The data below should be copied out exactly, with its pictures omitted.

Collection entries
========================================================================

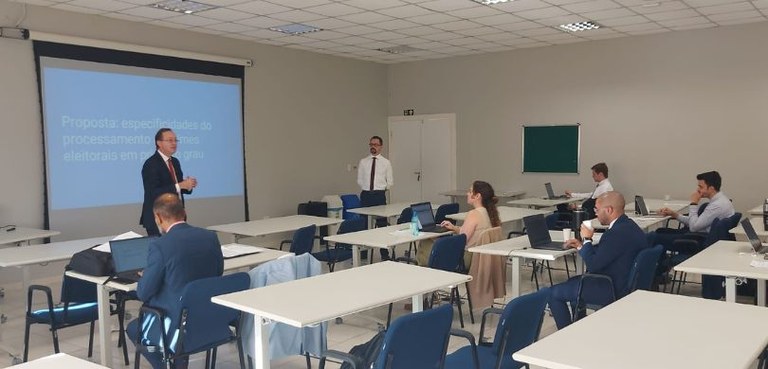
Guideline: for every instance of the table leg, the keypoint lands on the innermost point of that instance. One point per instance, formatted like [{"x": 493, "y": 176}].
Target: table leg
[
  {"x": 355, "y": 256},
  {"x": 417, "y": 303},
  {"x": 730, "y": 289},
  {"x": 261, "y": 341},
  {"x": 105, "y": 325},
  {"x": 515, "y": 277}
]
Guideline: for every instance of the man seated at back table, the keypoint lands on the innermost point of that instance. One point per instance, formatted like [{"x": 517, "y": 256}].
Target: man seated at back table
[{"x": 619, "y": 246}]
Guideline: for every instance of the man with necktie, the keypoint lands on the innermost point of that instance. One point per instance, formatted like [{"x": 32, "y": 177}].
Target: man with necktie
[
  {"x": 374, "y": 176},
  {"x": 161, "y": 174}
]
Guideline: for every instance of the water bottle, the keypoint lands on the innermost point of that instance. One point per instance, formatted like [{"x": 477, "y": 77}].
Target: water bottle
[
  {"x": 765, "y": 215},
  {"x": 415, "y": 226}
]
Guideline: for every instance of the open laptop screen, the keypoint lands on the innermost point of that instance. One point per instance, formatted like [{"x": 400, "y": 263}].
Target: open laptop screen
[{"x": 130, "y": 254}]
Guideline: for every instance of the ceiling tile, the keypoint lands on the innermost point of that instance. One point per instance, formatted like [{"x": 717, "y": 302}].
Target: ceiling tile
[
  {"x": 404, "y": 11},
  {"x": 296, "y": 16},
  {"x": 677, "y": 14},
  {"x": 431, "y": 19},
  {"x": 495, "y": 20},
  {"x": 225, "y": 14},
  {"x": 259, "y": 7},
  {"x": 726, "y": 8},
  {"x": 366, "y": 18},
  {"x": 542, "y": 13},
  {"x": 334, "y": 9}
]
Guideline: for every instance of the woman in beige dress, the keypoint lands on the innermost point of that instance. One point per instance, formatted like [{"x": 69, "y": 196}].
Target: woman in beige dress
[{"x": 482, "y": 225}]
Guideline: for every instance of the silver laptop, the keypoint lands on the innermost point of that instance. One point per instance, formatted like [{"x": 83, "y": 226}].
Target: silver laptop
[
  {"x": 551, "y": 193},
  {"x": 754, "y": 240}
]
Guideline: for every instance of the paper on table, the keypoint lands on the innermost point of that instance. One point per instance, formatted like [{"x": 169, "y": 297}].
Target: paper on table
[
  {"x": 235, "y": 249},
  {"x": 105, "y": 246}
]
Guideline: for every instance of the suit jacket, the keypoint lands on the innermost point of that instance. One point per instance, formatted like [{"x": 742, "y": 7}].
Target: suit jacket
[
  {"x": 616, "y": 252},
  {"x": 157, "y": 181},
  {"x": 184, "y": 254}
]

========================================================================

__Finished task__
Guideline: for every instance of the table leg, the keypoint lands on the innermost point of that instance. One point per instance, formatted like [{"x": 493, "y": 176}].
Target: table leg
[
  {"x": 355, "y": 256},
  {"x": 417, "y": 303},
  {"x": 730, "y": 289},
  {"x": 261, "y": 341},
  {"x": 105, "y": 325},
  {"x": 515, "y": 277}
]
Guideline: for every instance of the man seated at back table, the keypoint lands on the innermost point of that instance. One point per instance, formatted like [{"x": 517, "y": 256}].
Target: man seated at back table
[{"x": 619, "y": 246}]
Guideline: for every instance of the man with necktie, the keypoint lands on the innermost point of that instance. One point per instance, formatted like [{"x": 32, "y": 177}].
Target: man with necktie
[
  {"x": 374, "y": 176},
  {"x": 161, "y": 174}
]
Guideline: for every instance of the water bottle, the keypoint lands on the innermost point of that instance. One point per instance, formatted like [{"x": 477, "y": 77}].
Target: water bottle
[
  {"x": 765, "y": 215},
  {"x": 415, "y": 226}
]
Guideline: for every instance of the open laptop screen, the keypoint lands on the innermost point of that instance. One point per instance, formatted like [{"x": 400, "y": 263}].
Target: open laptop screen
[{"x": 130, "y": 254}]
Guideline: for every instance of the ceiling tile, the keypoint lands on the innermost point of that instance. One point per instance, formatted like [{"x": 717, "y": 302}].
Target: ceiling tile
[
  {"x": 404, "y": 11},
  {"x": 296, "y": 16},
  {"x": 677, "y": 14},
  {"x": 431, "y": 19},
  {"x": 495, "y": 20},
  {"x": 225, "y": 14},
  {"x": 259, "y": 7},
  {"x": 726, "y": 8},
  {"x": 366, "y": 18},
  {"x": 542, "y": 13},
  {"x": 334, "y": 9}
]
Guideline: for every instance of the woman in beige dress, the keypoint lands on the innermost point of that instance. One point per instance, formatted like [{"x": 69, "y": 196}].
Target: woman in beige dress
[{"x": 482, "y": 225}]
Guideline: for every instance of the silver laptop, the keypoint lands on the innermost point of that instance. One point per instance, formatted like [{"x": 83, "y": 226}].
Target: silver laptop
[
  {"x": 551, "y": 193},
  {"x": 754, "y": 240}
]
Guideline: for every instance of the paper on table, the keypoint lands on the innermost point of that instance. One point per instance, formatted like [{"x": 169, "y": 297}].
Target: paper on table
[
  {"x": 235, "y": 249},
  {"x": 105, "y": 246}
]
Guideline: for every instance of the suit jacket, the keypoint lands on the innermost point of that instance. One point per instance, formatted like [{"x": 742, "y": 7}].
Target: suit jacket
[
  {"x": 616, "y": 252},
  {"x": 157, "y": 181},
  {"x": 184, "y": 254}
]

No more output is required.